Task directions =>
Collect every line of the records below that contains the word "bank". Case counts, so only lines with that exact capitalization qualify.

╭─ Records for processing

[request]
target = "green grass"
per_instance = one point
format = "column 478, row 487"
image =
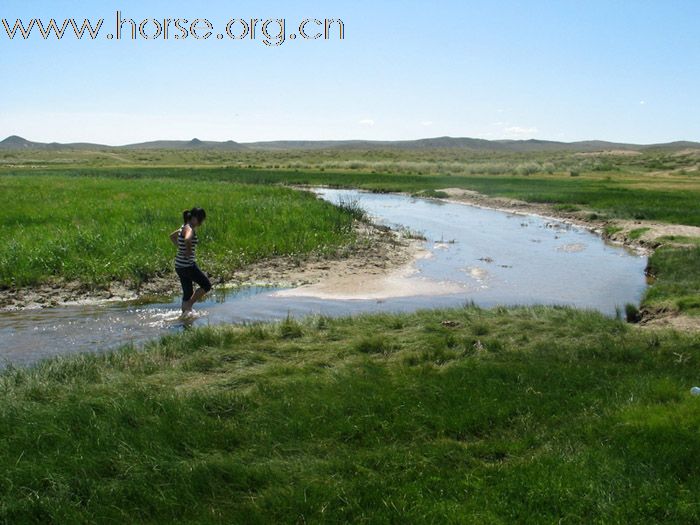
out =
column 676, row 285
column 628, row 194
column 104, row 228
column 528, row 415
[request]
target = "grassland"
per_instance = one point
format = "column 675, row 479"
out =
column 100, row 216
column 518, row 415
column 100, row 229
column 527, row 415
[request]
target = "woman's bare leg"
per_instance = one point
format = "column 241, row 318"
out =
column 196, row 297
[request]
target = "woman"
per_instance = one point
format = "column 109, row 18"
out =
column 185, row 238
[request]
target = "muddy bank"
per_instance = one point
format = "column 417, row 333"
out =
column 642, row 236
column 377, row 252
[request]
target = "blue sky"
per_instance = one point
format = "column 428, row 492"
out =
column 566, row 70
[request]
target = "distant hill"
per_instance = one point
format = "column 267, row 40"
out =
column 471, row 144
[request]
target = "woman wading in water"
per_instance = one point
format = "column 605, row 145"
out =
column 185, row 238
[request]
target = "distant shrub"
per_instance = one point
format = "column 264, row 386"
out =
column 373, row 344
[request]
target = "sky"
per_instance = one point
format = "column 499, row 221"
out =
column 626, row 71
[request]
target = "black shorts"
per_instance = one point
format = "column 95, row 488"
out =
column 189, row 275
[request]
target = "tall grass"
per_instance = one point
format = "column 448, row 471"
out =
column 98, row 229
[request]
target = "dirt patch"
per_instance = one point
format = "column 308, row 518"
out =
column 378, row 252
column 373, row 284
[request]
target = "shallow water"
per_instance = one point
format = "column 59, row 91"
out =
column 496, row 258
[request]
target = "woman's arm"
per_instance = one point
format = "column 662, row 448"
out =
column 187, row 234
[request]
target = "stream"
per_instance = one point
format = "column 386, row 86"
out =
column 494, row 257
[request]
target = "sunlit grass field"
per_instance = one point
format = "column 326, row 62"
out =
column 98, row 229
column 524, row 415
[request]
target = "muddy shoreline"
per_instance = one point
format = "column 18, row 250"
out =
column 378, row 251
column 379, row 258
column 643, row 237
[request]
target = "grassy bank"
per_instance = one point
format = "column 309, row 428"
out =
column 616, row 187
column 96, row 229
column 529, row 415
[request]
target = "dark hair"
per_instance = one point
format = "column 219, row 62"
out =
column 197, row 213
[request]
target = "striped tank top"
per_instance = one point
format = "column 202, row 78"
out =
column 181, row 260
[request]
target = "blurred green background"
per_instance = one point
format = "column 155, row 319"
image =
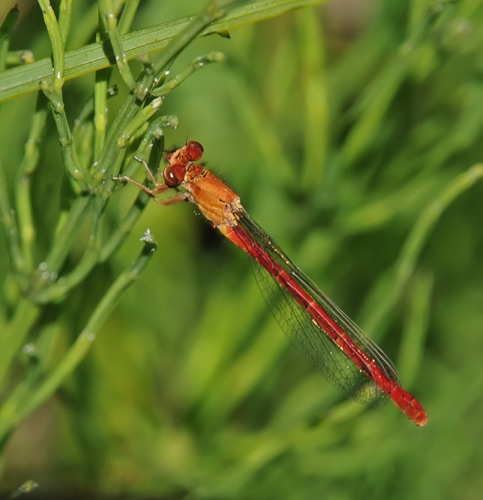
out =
column 352, row 132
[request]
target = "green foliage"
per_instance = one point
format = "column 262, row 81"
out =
column 357, row 146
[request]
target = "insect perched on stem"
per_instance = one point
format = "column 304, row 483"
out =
column 333, row 344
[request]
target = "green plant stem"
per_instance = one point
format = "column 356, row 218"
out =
column 108, row 16
column 23, row 193
column 57, row 44
column 10, row 223
column 65, row 19
column 23, row 401
column 15, row 334
column 65, row 235
column 17, row 81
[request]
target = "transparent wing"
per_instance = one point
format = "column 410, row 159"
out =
column 308, row 329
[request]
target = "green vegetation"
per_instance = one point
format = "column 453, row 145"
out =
column 353, row 138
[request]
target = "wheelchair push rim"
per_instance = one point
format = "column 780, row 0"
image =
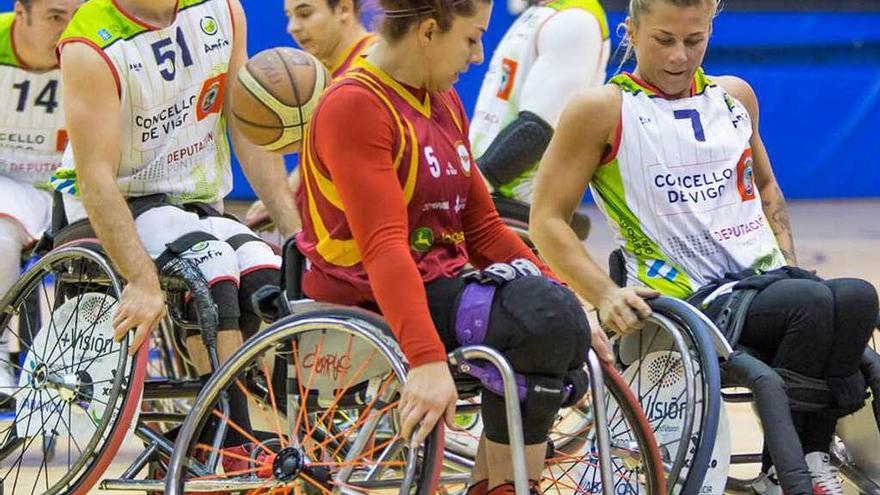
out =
column 324, row 417
column 77, row 389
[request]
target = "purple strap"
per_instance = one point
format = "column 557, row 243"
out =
column 474, row 307
column 471, row 325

╰─

Task answer =>
target = "muddy bank"
target = "grassy bank"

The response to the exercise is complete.